_來源文本_
++++++++
張雪婷
北宋元祐二年(1087年),43歲的黃庭堅寫下了一楨《花氣熏人帖》:
花氣熏人欲破禪,心情其實過中年。春來詩思何所似,八節灘頭上水船。
此帖原有識語云:“王晉卿數送詩來索和,老懶不喜作,此曹狡猾,又頻送花來促詩,戲答。”以此可知該帖是黃庭堅為北宋駙馬王詵(字晉卿)所寫,而給黃庭堅送花的人就是這位王詵。
王詵贈花時,黃庭堅曾答應寫詩相贈。但因潛心于儒學及禪學,黃庭堅并不想做這種游樂詩,以至于后來王詵沒有收到其詩,又派人送來一屋子花以示提醒。可沒想到的是,花氣過于熏香,擾亂了黃庭堅的禪定,于是便寫下了這封短札。
此時的黃庭堅,已奔波宦海20余年,現實與理想相差甚遠,人生之艱難讓人感慨。他唯有隨遇而安、隨緣自適,于是以“八節灘頭上水船”這樣的詩句來表達自己內心無可奈何而又復雜焦灼的人生狀態。
雖然感慨人生苦多,但人在沉浮之中總會有些短暫的快樂。寫下《花氣熏人帖》的第二年(1088年),黃庭堅迎來了一段愜意的日子。
庭堅頓首,辱教審侍奉萬福為慰。承讀書綠陰,頗得閑樂,甚善甚善。欲為素兒錄數十篇妙曲作樂,尚未就爾。所送紙太高,但可書大字,若欲小行書,須得矮紙乃佳。適有賓客,奉答草率。庭堅頓首。立之承奉足下。
這封《教審帖》寫于這年的暮春時節,文中說的“立之”,即王直方,為舍人王棫(字才元)之子,補承奉郎。這一時期,黃庭堅與王氏父子屢有詩歌書札往來。黃庭堅詩《出禮部試院王才元惠梅花三種皆妙絕戲答三首》即作于此時,詩后自跋云:“州南王才元舍人家有百葉黃梅妙絕。禮部鎖院,開院之明日,才元遭送數枝。蓋是歲大雨雪,寒甚,故梅亦晚開耳。”又一跋云:“元祐初鎖試禮部, 阻春雪,還家已三月,王才元舍人送紅黃多葉梅數種,為作三詩,付王家素素歌之。”
看來,在元祐三年三月禮部鎖試開院后,王棫給黃庭堅送了梅花。跋語中提到的“素素”,即《教審帖》中提到的“素兒”,是王棫家的丫鬟歌女。元祐三年春末,黃庭堅又作《王立之承奉詩報梅花已落盡次韻戲答》詩一首:“南枝北枝春事休,榆錢可穿柳帶柔。定是沈郎作詩瘦,不應春能生許愁。”“榆錢”也可以證明此時節為陽春三月,即榆錢滿枝頭的季節。黃庭堅與王氏父子詩書來往,基本上是在這一年桃春時節。以上所描述的詩文與跋語與《教審帖》所描述的詩文在年份、季節以及內容上非常相像,說明作于同一時間。
++++++++
[地點識別資料]
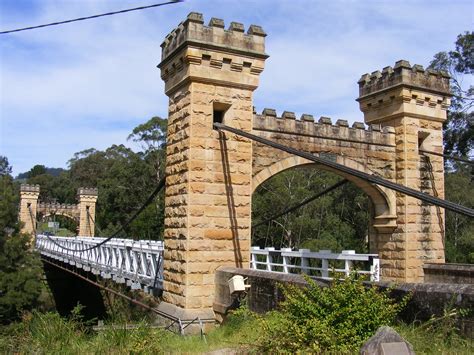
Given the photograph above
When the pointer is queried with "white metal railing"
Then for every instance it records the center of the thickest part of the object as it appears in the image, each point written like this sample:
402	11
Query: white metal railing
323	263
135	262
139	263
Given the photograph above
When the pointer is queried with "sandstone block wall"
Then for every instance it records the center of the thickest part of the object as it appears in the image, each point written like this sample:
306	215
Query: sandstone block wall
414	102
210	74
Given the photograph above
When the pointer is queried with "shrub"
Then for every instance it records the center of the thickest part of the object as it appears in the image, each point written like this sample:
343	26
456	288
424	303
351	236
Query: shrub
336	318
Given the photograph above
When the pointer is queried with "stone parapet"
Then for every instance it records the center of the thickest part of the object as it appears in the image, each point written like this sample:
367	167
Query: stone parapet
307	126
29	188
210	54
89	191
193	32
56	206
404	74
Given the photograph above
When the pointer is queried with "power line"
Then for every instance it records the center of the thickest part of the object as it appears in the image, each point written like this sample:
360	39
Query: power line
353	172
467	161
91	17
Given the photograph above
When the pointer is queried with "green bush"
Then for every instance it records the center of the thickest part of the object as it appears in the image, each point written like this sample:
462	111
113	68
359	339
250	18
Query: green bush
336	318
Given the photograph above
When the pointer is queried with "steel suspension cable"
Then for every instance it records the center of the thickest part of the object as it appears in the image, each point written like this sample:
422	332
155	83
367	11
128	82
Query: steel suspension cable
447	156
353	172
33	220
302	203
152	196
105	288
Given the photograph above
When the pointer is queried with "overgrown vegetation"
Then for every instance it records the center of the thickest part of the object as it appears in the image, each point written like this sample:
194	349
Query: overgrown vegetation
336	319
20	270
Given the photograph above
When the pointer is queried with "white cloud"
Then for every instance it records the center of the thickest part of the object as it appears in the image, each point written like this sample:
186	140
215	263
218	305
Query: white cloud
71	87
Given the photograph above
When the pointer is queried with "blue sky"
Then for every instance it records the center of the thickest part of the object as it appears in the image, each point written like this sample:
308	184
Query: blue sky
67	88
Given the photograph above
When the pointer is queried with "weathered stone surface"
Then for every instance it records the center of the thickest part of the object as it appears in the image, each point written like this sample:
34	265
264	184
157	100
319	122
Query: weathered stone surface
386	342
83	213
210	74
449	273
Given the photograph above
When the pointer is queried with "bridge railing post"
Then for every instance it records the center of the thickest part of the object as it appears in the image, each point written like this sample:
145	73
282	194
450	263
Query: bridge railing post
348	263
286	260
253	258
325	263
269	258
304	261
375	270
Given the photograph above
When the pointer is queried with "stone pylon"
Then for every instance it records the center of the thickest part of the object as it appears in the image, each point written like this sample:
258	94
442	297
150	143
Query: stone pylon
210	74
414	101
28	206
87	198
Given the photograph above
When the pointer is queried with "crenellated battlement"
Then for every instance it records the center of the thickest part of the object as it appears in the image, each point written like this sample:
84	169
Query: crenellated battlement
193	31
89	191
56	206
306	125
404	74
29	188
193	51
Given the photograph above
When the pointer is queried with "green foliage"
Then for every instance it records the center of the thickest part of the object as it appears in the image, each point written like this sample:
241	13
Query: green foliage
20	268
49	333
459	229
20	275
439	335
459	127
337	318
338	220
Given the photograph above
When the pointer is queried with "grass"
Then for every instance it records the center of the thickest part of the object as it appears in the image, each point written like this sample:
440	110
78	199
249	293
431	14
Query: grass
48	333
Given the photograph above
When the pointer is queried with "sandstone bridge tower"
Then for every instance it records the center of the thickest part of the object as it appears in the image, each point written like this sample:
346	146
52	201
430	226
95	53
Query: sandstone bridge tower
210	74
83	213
++++++++
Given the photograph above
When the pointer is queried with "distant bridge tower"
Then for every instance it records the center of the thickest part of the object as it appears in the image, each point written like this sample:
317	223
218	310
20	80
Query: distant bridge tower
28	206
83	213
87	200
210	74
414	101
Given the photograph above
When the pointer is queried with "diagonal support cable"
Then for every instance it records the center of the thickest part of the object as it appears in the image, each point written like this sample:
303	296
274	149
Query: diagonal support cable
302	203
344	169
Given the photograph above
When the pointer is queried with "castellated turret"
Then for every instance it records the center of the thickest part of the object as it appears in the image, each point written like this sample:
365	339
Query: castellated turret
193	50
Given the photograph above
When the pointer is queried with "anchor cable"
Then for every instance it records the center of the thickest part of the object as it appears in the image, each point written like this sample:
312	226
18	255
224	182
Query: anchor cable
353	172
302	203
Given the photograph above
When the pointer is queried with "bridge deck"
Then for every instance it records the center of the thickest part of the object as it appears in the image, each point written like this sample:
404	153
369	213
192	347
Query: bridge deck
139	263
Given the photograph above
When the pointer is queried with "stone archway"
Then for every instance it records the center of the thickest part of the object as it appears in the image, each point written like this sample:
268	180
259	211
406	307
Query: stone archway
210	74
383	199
++++++++
_練習題組_
#1 根據關於黃庭堅書帖的文章回答下列問題:
(a) 黃庭堅寫下《花氣熏人帖》時多少歲?
(b) 《教審帖》中所說的「立之」是誰?
(c) 按《教審帖》所言,若要寫小行書,須用什麼樣的紙?
#2 請從最後一句之後續寫關於黃庭堅書帖的文章。

_各題答案_
#1
(a) 43歲。
(b) 王直方。
(c) 矮紙。

#2
此后,黃庭堅與王氏父子再無吟詠花事的詩文了。當時,他厭惡黨爭、仕途黯淡、母親病重、弟弟病逝,蘇軾等師友被外放,這種情況下,已經沒有心思“欲為素兒錄數十篇妙曲作樂”。他在元祐四年春天以后,再沒有發生這類歡快的交往、作出這樣風流的詩文了。

北宋 黃庭堅《花氣熏人帖》30.7厘米×43.2厘米 臺北故宮博物院藏

北宋 黃庭堅《教審帖》27.1厘米×43.1厘米 臺北故宮博物院藏
到了紹圣元年(1094)閏四月,章惇就任宰相后,即奉詔提舉重修《神宗皇帝實錄》,蔡京、曾布指斥原實錄是謗史,為排除異己,設法編造偽證,從《神宗實錄》中捏造出很多所謂“誣陷不實之辭”。其中有一條“鐵龍爪治河,有同兒戲”,說是由黃庭堅執筆寫在《神宗實錄》中的,說他有影射、攻擊先帝之罪。
黃庭堅因此事被貶涪州(今重慶市涪陵市)別駕,在黔州(今重慶市彭水縣)安置。這次貶謫,可以說是他人生道路的重大轉折點。他將生死榮辱通通拋開,為避免災禍、杜門謝客,將大量精力投入到翰墨之中,成為其書藝提升的重要階段。他在《書自作草后》文中說:“紹圣甲戌在黃龍山中,忽得草書三昧。覺前所作太露芒角,若得明窗凈幾,筆墨調利,可作數千字不倦。”

北宋 黃庭堅《藏鏹帖》28.5厘米×20.5厘米臺北故宮博物院藏
紹圣二年(1095),對于黃庭堅來說是充滿傷痛的一年。他的《藏鏹帖》即寫于這一年:
藏鏹見貸,已領,甚愧瑣屑奉煩。許同東玉見過,甚惠。《寶藏論》一冊送去,試讀一遍如何?因為黏綴一鴉青紙莊嚴之,幸甚。庭堅頓首。明叔同年家。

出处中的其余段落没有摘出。